In this episode of A Healthier Michigan Podcast, we explore:
- How to track your progress and layout a plan
- How to use visual tracking to maintain motivation
- Strategies for getting back on track after experiencing a setback
Transcript
Chuck Gaidica:
Did you know it can take someone anywhere from 18 to 254 days to form a new habit. This is a Healthier Michigan podcast, episode 141. And coming up, we're going to discuss how to start and maintain a new routine.
Did you know it can take someone anywhere from 18 to 254 days to form a new habit. This is a Healthier Michigan podcast, episode 141. And coming up, we're going to discuss how to start and maintain a new routine.
Welcome to a Healthier Michigan podcast. It's a podcast that's dedicated to navigating how we can all improve our health and wellbeing through small, healthy habits we can start implementing. Right now I'm your host, Chuck Gaidica, and every other week we'll sit down with a certified expert and we discuss topics that cover fitness, nutrition a lot more. And on this episode, we're going in deep on ways we can well approach starting a new routine and how to navigate the pitfalls of maintaining one. With us today as a certified personal trainer, a macro nutrition coach, mom of three, have I got that right? Ann Marie Wakula.

(Entries from a point annotation set)
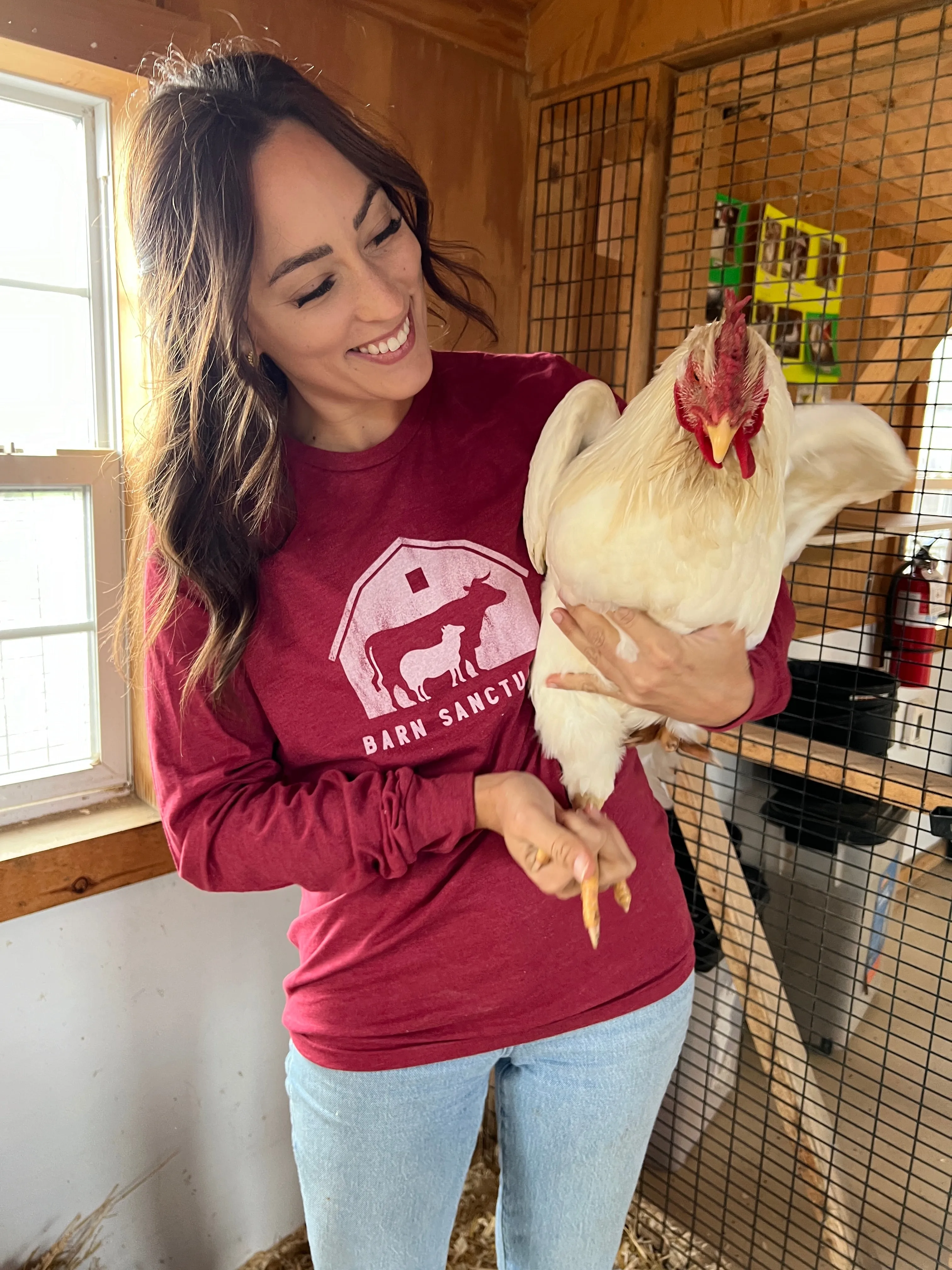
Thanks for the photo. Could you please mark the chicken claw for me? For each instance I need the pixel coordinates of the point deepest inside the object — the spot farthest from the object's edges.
(591, 915)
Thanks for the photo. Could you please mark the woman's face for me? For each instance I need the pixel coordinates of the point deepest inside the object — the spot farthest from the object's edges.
(337, 296)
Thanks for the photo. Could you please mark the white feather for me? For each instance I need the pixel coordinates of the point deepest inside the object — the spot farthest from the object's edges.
(841, 454)
(626, 512)
(583, 415)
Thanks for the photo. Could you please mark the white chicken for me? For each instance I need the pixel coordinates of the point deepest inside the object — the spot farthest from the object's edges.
(687, 506)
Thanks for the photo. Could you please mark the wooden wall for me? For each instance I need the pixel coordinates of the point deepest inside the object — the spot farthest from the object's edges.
(572, 43)
(461, 115)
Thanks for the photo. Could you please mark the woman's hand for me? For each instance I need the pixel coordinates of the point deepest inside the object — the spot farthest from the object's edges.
(702, 678)
(579, 844)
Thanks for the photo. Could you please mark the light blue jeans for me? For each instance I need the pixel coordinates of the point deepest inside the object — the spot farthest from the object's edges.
(382, 1156)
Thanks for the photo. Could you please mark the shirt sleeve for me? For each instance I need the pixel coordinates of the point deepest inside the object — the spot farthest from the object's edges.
(768, 665)
(234, 822)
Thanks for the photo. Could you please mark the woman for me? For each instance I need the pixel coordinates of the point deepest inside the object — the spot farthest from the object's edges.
(342, 615)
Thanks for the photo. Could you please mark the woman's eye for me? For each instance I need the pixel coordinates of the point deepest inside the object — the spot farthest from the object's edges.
(394, 225)
(318, 291)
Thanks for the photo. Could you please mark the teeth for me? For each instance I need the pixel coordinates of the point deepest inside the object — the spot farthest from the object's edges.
(389, 346)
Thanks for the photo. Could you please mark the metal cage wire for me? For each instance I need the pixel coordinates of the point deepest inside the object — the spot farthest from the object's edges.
(809, 1121)
(589, 162)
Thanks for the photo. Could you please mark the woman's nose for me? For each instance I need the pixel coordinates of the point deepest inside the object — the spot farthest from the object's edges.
(380, 296)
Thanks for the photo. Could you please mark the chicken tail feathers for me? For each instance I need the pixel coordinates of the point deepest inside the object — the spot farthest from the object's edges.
(579, 420)
(841, 454)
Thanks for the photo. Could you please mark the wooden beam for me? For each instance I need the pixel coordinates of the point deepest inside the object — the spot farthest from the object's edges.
(120, 33)
(792, 1086)
(582, 44)
(61, 874)
(879, 779)
(905, 352)
(498, 30)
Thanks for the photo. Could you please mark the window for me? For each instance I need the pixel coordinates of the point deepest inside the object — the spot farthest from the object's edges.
(64, 735)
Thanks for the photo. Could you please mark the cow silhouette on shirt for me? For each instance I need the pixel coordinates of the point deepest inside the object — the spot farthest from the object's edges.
(386, 649)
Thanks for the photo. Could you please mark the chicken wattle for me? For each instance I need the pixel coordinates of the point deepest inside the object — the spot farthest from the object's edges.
(687, 506)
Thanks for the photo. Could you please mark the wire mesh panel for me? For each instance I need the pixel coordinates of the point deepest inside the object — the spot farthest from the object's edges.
(810, 1119)
(586, 219)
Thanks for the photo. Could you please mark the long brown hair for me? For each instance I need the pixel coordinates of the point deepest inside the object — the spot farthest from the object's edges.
(207, 475)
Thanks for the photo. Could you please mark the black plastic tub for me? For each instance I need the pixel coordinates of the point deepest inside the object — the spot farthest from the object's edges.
(823, 816)
(843, 705)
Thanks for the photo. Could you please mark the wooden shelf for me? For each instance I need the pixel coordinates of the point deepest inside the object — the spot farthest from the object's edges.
(875, 778)
(930, 486)
(860, 526)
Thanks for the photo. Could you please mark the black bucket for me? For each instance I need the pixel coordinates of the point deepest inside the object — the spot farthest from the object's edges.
(843, 705)
(819, 816)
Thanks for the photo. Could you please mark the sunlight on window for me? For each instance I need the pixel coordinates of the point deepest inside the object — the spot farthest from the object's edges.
(46, 347)
(48, 639)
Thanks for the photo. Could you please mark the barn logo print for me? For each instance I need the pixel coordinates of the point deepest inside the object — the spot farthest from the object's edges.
(431, 616)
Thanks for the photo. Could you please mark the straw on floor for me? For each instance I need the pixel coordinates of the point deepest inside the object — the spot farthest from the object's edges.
(650, 1240)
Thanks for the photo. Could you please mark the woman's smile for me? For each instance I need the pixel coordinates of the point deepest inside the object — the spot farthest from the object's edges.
(393, 347)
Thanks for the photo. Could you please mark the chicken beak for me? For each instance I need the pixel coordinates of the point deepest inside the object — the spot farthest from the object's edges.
(720, 436)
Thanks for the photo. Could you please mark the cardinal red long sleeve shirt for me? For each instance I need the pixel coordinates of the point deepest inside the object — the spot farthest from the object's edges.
(388, 667)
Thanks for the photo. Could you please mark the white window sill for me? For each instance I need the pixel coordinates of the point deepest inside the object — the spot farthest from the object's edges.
(68, 827)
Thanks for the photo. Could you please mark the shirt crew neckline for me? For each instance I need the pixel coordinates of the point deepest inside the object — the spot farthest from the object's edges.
(357, 460)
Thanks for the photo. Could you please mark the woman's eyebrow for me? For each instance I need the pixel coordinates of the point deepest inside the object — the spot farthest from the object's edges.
(295, 262)
(318, 253)
(370, 195)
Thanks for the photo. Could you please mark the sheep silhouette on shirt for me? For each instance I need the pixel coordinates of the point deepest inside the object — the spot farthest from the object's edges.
(388, 651)
(432, 663)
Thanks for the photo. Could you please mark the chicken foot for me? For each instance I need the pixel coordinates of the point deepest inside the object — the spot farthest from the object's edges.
(591, 916)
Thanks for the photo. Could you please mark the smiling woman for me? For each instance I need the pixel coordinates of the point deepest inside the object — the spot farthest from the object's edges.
(341, 309)
(233, 262)
(342, 619)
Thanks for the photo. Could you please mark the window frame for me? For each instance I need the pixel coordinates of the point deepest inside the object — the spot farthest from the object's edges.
(96, 469)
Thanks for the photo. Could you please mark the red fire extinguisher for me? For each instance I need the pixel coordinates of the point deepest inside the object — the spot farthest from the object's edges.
(909, 638)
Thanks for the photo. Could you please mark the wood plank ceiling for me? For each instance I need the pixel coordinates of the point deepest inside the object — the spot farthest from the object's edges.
(497, 28)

INSTRUCTION 1: Repeat the podcast transcript word for word, starting with "Welcome to a" and going on through "Ann Marie Wakula.".
INSTRUCTION 2: Translate this sentence from the podcast transcript into Spanish: "And coming up, we're going to discuss how to start and maintain a new routine."
The material above is separate from the podcast transcript.

FINAL ANSWER 1:
Welcome to a Healthier Michigan podcast. It's a podcast that's dedicated to navigating how we can all improve our health and wellbeing through small, healthy habits we can start implementing. Right now I'm your host, Chuck Gaidica, and every other week we'll sit down with a certified expert and we discuss topics that cover fitness, nutrition a lot more. And on this episode, we're going in deep on ways we can well approach starting a new routine and how to navigate the pitfalls of maintaining one. With us today as a certified personal trainer, a macro nutrition coach, mom of three, have I got that right? Ann Marie Wakula.

FINAL ANSWER 2: Y a continuación, vamos a hablar de cómo empezar y mantener una nueva rutina.